* YOUR TASK *
Everything from the line with "Would you mind marking the building" through the last line of the data below should be copied exactly, apart from the pictures.

* ENTRIES SUPPLIED *
● ● ● ● ●

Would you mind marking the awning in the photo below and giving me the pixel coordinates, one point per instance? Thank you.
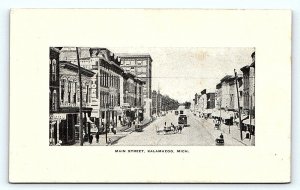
(227, 114)
(216, 113)
(243, 117)
(207, 111)
(247, 122)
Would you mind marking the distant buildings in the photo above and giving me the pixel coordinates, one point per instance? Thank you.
(64, 100)
(228, 91)
(111, 94)
(162, 103)
(140, 65)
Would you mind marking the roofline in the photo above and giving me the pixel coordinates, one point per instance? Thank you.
(128, 55)
(83, 70)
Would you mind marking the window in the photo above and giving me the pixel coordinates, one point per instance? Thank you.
(62, 90)
(75, 90)
(144, 69)
(53, 74)
(69, 92)
(139, 69)
(54, 101)
(127, 62)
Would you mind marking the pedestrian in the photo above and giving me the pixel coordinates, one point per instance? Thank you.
(221, 136)
(97, 137)
(91, 139)
(110, 127)
(180, 128)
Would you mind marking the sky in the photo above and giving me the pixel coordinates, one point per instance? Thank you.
(181, 72)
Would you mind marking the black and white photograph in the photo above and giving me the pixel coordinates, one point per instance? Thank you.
(151, 96)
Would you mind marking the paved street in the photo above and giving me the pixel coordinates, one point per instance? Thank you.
(200, 132)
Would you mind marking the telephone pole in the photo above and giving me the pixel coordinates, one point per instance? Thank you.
(80, 100)
(237, 94)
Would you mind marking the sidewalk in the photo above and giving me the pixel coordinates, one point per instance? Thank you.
(113, 138)
(234, 132)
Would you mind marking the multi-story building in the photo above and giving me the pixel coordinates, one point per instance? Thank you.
(133, 98)
(64, 100)
(141, 66)
(249, 94)
(107, 82)
(206, 103)
(156, 103)
(249, 85)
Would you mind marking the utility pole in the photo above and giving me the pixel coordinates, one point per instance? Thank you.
(80, 100)
(99, 95)
(250, 112)
(237, 94)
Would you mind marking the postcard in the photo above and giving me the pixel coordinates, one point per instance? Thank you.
(150, 96)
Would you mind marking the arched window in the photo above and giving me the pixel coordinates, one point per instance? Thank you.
(53, 70)
(54, 101)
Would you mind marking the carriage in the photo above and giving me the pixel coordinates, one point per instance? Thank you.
(166, 130)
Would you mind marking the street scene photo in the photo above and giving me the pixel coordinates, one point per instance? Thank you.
(151, 96)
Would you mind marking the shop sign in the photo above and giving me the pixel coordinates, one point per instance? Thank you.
(57, 116)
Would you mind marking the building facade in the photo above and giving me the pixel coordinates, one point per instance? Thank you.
(64, 100)
(141, 66)
(107, 83)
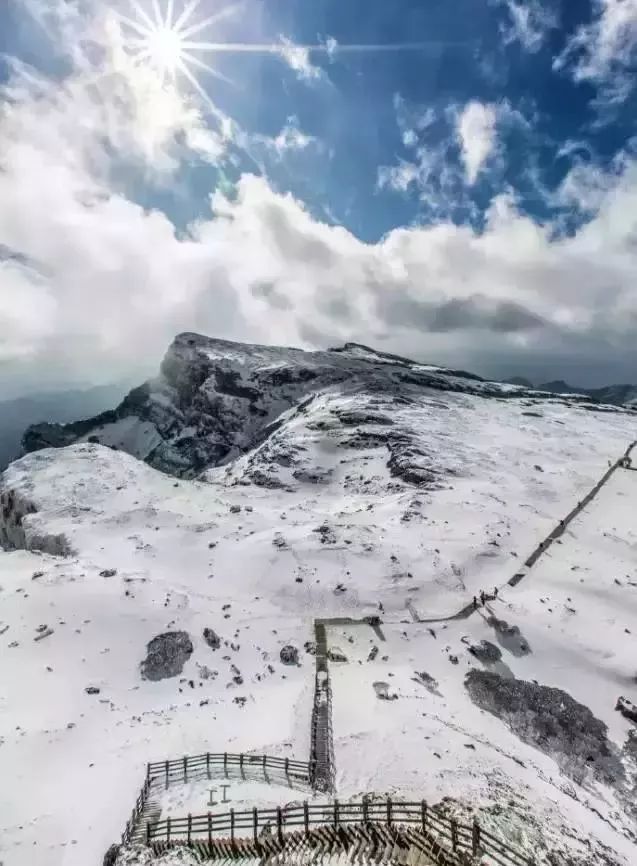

● ● ● ● ●

* SOLUTION TO THIS TASK *
Would you mind marking the building facade in the photo above and giving me the pixel coordinates, one point per instance? Thank you.
(64, 100)
(141, 66)
(107, 83)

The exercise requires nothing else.